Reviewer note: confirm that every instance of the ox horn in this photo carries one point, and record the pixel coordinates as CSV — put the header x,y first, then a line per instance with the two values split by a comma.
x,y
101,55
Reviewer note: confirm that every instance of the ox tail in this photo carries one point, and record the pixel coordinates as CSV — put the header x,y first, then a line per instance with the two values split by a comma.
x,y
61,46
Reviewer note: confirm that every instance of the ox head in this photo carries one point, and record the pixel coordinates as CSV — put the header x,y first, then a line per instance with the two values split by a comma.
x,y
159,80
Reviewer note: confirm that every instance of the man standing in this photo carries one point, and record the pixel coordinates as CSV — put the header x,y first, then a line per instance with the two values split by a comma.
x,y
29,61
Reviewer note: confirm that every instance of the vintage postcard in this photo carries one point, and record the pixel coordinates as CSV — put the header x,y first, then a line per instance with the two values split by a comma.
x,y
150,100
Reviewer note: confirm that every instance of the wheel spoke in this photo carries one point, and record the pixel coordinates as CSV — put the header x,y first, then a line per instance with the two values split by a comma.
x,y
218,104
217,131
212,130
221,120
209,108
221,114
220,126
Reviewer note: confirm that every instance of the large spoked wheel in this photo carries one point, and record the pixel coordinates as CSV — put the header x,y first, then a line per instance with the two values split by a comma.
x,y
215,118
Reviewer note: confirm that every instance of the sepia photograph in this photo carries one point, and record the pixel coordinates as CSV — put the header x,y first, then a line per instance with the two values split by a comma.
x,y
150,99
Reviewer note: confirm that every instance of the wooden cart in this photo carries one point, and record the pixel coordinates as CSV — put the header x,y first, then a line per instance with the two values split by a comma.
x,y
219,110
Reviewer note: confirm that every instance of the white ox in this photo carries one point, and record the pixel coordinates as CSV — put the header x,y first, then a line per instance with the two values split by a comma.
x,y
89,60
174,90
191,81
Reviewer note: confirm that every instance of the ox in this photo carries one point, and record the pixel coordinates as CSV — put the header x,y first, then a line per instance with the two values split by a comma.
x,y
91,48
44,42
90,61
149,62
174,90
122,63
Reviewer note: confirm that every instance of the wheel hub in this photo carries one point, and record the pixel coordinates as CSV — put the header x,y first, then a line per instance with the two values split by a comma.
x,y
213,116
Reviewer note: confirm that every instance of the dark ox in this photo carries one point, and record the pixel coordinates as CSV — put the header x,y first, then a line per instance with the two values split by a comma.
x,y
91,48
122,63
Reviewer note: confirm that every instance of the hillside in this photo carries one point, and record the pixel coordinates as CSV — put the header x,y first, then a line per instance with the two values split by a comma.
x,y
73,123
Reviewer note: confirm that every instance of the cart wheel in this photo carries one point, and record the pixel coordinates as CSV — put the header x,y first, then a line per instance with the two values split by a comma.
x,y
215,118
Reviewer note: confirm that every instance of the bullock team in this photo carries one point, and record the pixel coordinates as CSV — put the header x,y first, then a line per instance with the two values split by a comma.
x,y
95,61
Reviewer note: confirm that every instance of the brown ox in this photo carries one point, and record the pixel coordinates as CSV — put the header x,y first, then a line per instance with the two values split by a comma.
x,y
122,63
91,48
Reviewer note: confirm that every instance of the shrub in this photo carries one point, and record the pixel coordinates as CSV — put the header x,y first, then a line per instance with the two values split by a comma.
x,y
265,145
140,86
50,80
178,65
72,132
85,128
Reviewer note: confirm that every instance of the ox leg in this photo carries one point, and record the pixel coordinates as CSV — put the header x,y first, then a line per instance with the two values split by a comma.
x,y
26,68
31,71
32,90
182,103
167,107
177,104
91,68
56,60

> **WHAT YOU ARE ASKED TO DO**
Write every entry out again exactly.

> **RESPONSE TO THE EXERCISE**
Reviewer note: confirm that every instance of the ox horn in this photo carries one point, and record the pixel coordinates as CSV — put the header x,y first, then a line per instance with the two values split by a comma.
x,y
101,55
Reviewer note: confirm that every instance of the ox tail in this photo carries one point, and record the pixel coordinates as CSV — put the header x,y first, then a line per instance with the two values split by a comma.
x,y
61,46
Reviewer note: confirm that every instance of the ox head in this photo carries one point, and record the pixel coordinates as CSV — put the header x,y first, then a line per instance with the two values split by a comma.
x,y
159,80
Reviewer note: confirm that every instance of the man standing in this photo carries one point, and record the pixel coordinates as CSV — put the header x,y first, then a line per instance with the two values split by a comma.
x,y
29,61
Reviewer note: confirm that every instance of the vintage postcard in this photo carries one point, and record the pixel coordinates as CSV — put the header x,y first, then a line per instance with the two values split by a comma.
x,y
150,100
Reviewer note: confirm that every instance of the wheel spoke in this photo carries one point, and record the pixel coordinates as CSV — put the header x,y first, then a line per instance with the two values split by a comma.
x,y
218,104
217,131
212,130
221,120
209,108
221,114
220,126
Reviewer note: confirm that every instance of the large spoked wheel in this photo carries one point, and record the pixel coordinates as CSV — put the header x,y first, then a line per instance with the two values split by a comma.
x,y
215,118
Reviewer note: confirm that every instance of the sepia photograph in this photo carries one point, and record the pixel coordinates as CSV — put the header x,y first, then a line per instance with the two values split by a comma.
x,y
150,99
Reviewer note: confirm that every instance of the wooden cart in this photo carries one point, and record the pixel coordinates as CSV — put the header x,y first, then a line per instance with the two values split by a comma.
x,y
219,110
Reviewer note: confirm that every instance of the white ox in this photo carries one point, and record the pixel coordinates as CSV — put the header x,y first, then a line per instance with the two values split by a comma.
x,y
89,60
174,90
191,81
Reviewer note: confirm that every instance of the ox in this photo carries one point, and record the pixel coordinates as CSV — put the header x,y first, then a line per instance with the two values split by a comma.
x,y
91,48
44,42
90,61
149,62
174,90
122,63
Reviewer note: confirm that every instance of the wheel hub in this photo carries one point, and record the pixel coordinates as CSV — put the header x,y first, then a line per instance with the two values split by a comma.
x,y
213,116
Reviewer note: confirm that every instance of the dark ox in this photo carries one point, and record the pixel coordinates as CSV — put the header x,y first, then a line per instance with the two values split by a comma.
x,y
91,48
122,63
Reviewer note: confirm that every instance of the hillside in this photo carries one point, and record the pixel coordinates as CSV — put the header x,y first, then a line per instance with the two values split by a comma.
x,y
73,123
Reviewer note: confirm that every instance of the cart wheel in this photo carries one point, and record the pixel coordinates as CSV — put the header x,y first, then a line per instance with the two values split by a comma.
x,y
215,118
Reviewer note: confirm that every instance of the bullock team in this photo carries one point, and record the pixel coordinates as CSV — put the header x,y first, then a line per instance with the two values split by a comma.
x,y
95,61
Reviewer note: confirm that every instance of the brown ox in this photo carries one point, and record the pixel coordinates as CSV — put the header x,y first, then a line per instance with the two values split by a comma.
x,y
122,63
91,48
Reviewer note: confirm that every instance of the shrub in this photo carries one point, and record the pixel coordinates as CSV — put the header x,y first, then a line per instance with the two values split by a comma.
x,y
265,145
140,86
50,80
178,65
72,132
85,128
Reviewer note: confirm that every instance of the ox leg in this photo carries one point, and record the pixel coordinates as CSV — put the header x,y first, then a line per instance with the two values split by a comma.
x,y
26,68
31,71
32,90
182,103
167,107
177,104
91,68
56,60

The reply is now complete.